RECORDS SUPPLIED:
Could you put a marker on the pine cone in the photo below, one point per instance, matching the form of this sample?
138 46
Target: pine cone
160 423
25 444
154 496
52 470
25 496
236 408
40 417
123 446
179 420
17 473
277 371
...
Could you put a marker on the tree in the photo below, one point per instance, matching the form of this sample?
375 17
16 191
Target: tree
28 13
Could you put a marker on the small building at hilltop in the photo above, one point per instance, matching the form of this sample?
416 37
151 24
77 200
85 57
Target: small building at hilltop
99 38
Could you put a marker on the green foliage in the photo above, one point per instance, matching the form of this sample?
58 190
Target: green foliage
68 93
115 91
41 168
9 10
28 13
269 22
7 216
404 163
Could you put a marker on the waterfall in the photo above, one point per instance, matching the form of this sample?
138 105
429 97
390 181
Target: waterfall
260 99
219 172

PROBLEM TO SOLVE: Find each line in the data above that contains the word "Target" and copy those lines in full. Case counts.

IN RESPONSE:
Target: pine cone
Target: tree
Target: small building at hilltop
Target: green foliage
Target: waterfall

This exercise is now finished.